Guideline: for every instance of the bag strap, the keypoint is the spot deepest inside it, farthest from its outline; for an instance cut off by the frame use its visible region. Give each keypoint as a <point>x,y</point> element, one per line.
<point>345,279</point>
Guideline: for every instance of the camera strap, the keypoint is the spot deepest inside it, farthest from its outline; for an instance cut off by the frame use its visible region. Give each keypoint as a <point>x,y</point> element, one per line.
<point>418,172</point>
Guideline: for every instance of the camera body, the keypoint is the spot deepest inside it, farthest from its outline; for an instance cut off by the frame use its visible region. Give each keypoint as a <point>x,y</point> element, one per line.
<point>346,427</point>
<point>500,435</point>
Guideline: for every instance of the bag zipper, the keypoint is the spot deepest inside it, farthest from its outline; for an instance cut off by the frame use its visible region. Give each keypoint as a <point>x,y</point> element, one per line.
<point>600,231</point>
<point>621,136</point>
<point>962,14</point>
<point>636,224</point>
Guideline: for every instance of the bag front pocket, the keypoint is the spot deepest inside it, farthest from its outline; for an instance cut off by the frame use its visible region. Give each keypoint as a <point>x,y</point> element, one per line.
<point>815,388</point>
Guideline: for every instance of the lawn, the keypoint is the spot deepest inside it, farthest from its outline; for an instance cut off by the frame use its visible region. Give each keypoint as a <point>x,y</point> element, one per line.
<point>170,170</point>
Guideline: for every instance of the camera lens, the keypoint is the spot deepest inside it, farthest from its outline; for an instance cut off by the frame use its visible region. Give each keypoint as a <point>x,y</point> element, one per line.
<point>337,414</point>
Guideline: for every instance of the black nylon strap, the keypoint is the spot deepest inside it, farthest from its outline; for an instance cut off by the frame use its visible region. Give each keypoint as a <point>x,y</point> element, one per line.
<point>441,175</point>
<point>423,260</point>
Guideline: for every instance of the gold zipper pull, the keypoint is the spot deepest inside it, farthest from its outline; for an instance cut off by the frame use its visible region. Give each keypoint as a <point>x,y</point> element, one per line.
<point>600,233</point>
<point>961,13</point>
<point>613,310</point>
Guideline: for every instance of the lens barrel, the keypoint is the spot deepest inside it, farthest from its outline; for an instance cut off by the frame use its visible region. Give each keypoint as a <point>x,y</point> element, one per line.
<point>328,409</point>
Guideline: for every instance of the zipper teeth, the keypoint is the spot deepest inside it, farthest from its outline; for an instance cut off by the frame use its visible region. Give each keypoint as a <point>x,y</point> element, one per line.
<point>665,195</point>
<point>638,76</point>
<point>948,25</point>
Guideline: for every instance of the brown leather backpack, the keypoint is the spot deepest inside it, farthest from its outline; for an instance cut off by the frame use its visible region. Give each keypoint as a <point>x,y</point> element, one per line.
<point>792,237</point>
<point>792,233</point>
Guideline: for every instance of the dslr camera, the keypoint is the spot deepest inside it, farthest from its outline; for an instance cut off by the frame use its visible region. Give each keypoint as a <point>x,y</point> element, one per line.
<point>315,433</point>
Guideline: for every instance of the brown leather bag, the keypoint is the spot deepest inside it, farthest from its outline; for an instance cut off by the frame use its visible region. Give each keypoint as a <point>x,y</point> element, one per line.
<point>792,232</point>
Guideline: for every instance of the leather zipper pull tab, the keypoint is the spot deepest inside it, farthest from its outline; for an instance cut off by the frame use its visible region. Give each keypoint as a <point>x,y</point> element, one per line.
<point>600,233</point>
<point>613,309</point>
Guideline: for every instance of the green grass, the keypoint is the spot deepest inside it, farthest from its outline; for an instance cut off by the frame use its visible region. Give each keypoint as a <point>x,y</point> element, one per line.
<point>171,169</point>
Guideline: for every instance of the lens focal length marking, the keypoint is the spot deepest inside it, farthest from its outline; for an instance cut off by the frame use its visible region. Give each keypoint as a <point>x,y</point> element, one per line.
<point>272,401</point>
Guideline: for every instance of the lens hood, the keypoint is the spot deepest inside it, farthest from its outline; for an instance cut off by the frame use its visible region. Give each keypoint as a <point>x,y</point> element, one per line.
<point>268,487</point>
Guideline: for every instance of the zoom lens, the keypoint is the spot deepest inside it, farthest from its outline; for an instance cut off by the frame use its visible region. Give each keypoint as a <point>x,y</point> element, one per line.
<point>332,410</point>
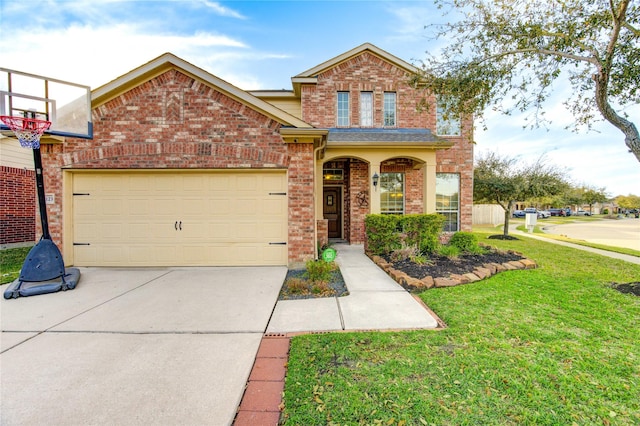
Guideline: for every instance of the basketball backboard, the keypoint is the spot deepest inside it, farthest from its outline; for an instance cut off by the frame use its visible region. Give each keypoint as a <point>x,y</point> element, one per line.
<point>66,105</point>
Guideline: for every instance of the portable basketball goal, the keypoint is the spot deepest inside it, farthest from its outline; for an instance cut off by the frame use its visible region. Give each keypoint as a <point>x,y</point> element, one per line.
<point>43,270</point>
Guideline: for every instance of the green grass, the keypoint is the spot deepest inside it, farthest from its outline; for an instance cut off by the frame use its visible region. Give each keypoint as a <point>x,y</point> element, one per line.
<point>550,346</point>
<point>11,261</point>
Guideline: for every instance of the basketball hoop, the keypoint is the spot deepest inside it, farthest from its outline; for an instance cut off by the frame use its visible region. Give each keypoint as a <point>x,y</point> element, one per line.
<point>27,130</point>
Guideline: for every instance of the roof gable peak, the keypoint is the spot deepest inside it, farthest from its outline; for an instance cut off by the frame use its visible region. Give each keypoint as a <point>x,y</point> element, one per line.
<point>359,50</point>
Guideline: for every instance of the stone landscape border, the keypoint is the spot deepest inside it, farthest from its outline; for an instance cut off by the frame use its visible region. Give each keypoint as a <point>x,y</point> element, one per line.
<point>479,273</point>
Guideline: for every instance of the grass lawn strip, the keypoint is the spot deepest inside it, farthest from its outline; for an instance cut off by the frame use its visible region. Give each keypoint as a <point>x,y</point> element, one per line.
<point>553,345</point>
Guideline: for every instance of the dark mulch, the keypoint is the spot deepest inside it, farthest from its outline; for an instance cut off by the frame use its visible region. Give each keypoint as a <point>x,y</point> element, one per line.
<point>440,266</point>
<point>628,288</point>
<point>501,237</point>
<point>337,287</point>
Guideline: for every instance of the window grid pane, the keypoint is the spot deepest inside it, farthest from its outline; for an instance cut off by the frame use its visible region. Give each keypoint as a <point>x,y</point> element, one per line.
<point>392,193</point>
<point>447,124</point>
<point>448,199</point>
<point>389,109</point>
<point>366,109</point>
<point>343,109</point>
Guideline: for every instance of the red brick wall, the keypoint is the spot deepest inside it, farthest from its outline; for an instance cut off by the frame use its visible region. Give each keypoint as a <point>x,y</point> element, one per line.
<point>175,121</point>
<point>301,204</point>
<point>459,159</point>
<point>17,205</point>
<point>358,183</point>
<point>367,72</point>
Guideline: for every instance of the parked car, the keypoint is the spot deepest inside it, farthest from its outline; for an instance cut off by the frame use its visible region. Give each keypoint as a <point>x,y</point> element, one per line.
<point>540,214</point>
<point>543,214</point>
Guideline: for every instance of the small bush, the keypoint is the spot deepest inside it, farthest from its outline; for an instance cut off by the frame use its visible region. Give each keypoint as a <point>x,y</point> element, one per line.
<point>319,270</point>
<point>296,285</point>
<point>451,252</point>
<point>466,242</point>
<point>321,288</point>
<point>420,259</point>
<point>404,253</point>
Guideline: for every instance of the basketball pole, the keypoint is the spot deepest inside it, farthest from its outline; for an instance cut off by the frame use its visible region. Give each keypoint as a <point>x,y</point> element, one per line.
<point>37,161</point>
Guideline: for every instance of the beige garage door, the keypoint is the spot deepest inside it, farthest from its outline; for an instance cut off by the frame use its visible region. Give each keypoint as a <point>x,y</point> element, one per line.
<point>180,219</point>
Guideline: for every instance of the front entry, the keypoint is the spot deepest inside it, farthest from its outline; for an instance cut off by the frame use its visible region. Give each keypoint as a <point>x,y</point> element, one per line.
<point>332,210</point>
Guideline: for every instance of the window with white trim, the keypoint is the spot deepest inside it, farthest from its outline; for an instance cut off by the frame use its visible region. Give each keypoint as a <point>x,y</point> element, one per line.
<point>391,193</point>
<point>343,109</point>
<point>389,109</point>
<point>448,199</point>
<point>366,109</point>
<point>447,121</point>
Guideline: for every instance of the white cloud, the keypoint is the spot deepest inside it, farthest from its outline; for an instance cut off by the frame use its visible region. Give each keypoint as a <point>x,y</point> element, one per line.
<point>221,10</point>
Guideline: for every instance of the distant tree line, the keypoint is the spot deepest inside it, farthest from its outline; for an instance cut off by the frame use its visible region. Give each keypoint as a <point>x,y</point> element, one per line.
<point>507,180</point>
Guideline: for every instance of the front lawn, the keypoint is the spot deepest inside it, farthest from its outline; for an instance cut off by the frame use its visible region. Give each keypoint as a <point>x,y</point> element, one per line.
<point>550,346</point>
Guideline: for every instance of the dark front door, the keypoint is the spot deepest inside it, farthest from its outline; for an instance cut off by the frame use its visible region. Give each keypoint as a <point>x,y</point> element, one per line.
<point>332,211</point>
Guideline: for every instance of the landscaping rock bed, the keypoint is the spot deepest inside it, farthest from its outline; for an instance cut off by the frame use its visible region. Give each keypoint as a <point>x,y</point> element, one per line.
<point>336,287</point>
<point>440,271</point>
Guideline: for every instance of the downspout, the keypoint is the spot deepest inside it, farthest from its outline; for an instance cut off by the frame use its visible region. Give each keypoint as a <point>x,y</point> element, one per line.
<point>323,144</point>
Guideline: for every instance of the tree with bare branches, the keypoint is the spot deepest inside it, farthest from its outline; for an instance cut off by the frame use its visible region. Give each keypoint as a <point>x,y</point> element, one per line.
<point>508,54</point>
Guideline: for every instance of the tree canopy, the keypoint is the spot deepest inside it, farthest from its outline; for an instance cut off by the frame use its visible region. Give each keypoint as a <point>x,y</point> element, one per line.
<point>506,180</point>
<point>507,54</point>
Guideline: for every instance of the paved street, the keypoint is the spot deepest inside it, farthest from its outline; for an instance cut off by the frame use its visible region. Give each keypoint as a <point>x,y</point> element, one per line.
<point>617,233</point>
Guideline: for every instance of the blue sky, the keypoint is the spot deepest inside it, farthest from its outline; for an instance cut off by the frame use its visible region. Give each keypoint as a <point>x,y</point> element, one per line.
<point>262,44</point>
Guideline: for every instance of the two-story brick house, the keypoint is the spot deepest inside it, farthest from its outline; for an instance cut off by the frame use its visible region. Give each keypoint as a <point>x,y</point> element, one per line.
<point>187,169</point>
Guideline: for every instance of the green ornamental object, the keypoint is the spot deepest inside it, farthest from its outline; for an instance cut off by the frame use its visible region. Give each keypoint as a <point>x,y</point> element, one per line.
<point>329,255</point>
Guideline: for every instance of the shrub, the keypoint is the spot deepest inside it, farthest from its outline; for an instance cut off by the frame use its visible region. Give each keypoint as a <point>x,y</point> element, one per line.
<point>420,259</point>
<point>319,270</point>
<point>382,233</point>
<point>451,252</point>
<point>404,253</point>
<point>466,242</point>
<point>422,230</point>
<point>296,285</point>
<point>386,233</point>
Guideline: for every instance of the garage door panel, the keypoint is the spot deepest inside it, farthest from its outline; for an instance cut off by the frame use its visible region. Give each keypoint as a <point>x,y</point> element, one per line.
<point>174,219</point>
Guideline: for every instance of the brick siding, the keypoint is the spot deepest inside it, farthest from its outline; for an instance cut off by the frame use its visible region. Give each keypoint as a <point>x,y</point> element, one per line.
<point>17,205</point>
<point>175,121</point>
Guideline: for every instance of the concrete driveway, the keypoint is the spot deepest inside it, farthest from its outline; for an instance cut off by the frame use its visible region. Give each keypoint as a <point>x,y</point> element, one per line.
<point>135,346</point>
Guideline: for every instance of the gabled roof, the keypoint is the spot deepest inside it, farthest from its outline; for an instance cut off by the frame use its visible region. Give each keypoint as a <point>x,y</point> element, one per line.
<point>168,61</point>
<point>311,75</point>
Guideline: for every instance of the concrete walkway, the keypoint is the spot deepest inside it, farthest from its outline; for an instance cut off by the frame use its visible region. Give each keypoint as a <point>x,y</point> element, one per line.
<point>375,302</point>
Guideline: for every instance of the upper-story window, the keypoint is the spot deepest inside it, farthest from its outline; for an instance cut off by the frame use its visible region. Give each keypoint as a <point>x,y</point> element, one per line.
<point>343,109</point>
<point>448,199</point>
<point>389,109</point>
<point>366,109</point>
<point>447,122</point>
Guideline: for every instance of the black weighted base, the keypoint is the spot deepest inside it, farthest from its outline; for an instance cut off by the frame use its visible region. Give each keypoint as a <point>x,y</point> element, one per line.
<point>20,288</point>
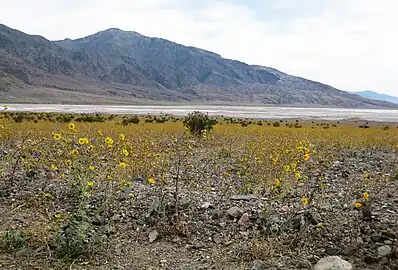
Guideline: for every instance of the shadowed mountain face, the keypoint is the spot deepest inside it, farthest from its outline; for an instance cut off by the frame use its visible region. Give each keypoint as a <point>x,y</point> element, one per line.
<point>127,66</point>
<point>377,96</point>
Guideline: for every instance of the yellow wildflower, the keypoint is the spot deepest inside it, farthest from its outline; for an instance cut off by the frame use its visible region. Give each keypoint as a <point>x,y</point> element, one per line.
<point>152,181</point>
<point>304,201</point>
<point>277,183</point>
<point>108,141</point>
<point>57,136</point>
<point>90,184</point>
<point>294,166</point>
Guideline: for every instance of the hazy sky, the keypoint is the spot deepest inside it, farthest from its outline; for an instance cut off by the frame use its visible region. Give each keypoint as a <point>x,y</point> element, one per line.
<point>349,44</point>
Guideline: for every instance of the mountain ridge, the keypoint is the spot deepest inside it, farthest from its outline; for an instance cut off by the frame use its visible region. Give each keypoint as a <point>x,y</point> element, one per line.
<point>377,96</point>
<point>126,65</point>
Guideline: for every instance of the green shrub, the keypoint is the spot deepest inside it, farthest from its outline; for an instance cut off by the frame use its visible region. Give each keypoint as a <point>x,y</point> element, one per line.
<point>197,123</point>
<point>14,240</point>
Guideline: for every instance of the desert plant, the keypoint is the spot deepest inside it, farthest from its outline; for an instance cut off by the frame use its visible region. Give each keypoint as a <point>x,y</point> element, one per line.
<point>198,122</point>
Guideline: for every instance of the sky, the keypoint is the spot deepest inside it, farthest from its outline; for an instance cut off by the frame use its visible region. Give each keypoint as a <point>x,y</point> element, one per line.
<point>349,44</point>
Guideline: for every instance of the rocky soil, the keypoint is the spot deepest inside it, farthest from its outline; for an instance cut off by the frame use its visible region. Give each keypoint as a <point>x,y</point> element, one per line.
<point>220,229</point>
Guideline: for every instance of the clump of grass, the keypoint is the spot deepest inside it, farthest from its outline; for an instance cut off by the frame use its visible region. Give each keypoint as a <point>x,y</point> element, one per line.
<point>14,240</point>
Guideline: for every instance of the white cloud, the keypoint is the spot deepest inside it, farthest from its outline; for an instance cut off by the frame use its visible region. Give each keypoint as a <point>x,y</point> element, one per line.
<point>350,44</point>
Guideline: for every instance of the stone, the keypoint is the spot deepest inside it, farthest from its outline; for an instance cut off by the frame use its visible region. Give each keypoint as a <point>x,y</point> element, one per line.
<point>332,251</point>
<point>206,205</point>
<point>242,197</point>
<point>153,235</point>
<point>384,251</point>
<point>216,238</point>
<point>333,263</point>
<point>235,212</point>
<point>244,221</point>
<point>305,264</point>
<point>258,265</point>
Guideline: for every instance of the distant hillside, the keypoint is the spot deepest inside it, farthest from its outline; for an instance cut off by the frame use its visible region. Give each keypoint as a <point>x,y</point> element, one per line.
<point>377,96</point>
<point>129,67</point>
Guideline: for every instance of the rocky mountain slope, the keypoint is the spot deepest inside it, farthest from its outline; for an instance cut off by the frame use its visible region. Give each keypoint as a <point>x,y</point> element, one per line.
<point>377,96</point>
<point>128,67</point>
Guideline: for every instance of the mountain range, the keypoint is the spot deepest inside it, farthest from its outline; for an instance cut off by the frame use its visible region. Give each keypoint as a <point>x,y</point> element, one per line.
<point>115,66</point>
<point>377,96</point>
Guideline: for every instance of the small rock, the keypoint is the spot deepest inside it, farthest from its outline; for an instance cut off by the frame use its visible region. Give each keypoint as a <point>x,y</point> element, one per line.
<point>298,222</point>
<point>242,197</point>
<point>176,239</point>
<point>369,259</point>
<point>244,221</point>
<point>333,263</point>
<point>258,265</point>
<point>153,235</point>
<point>235,212</point>
<point>331,251</point>
<point>305,264</point>
<point>384,261</point>
<point>206,205</point>
<point>384,251</point>
<point>375,237</point>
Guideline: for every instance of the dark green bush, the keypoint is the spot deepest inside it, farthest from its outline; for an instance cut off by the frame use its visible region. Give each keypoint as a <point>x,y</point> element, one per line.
<point>197,123</point>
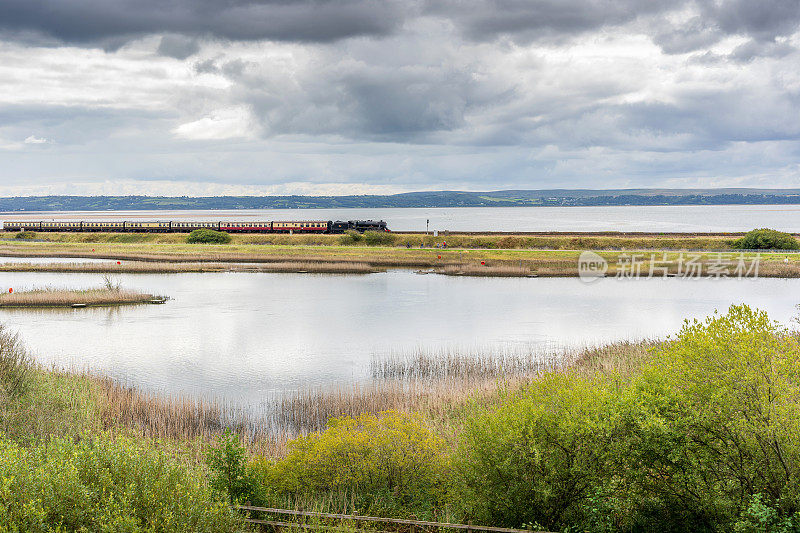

☆ ☆ ☆ ☆ ☆ ☆ ☆

> _Task instructions_
Output the lines of the records above as a JSON list of strings, one string per line, starting at the line that contains "Guideline: for every instance of the front entry, the" and ending at the line that contains "<point>332,210</point>", with both of those lines included.

> _Response to the exercise_
[
  "Guideline: for every instance of the front entry, the keypoint is the spot deepest inside it, farthest from its outline; for an instance cut off by the frame use its visible region. Give each keypoint as a <point>x,y</point> element, one per line.",
  "<point>332,210</point>"
]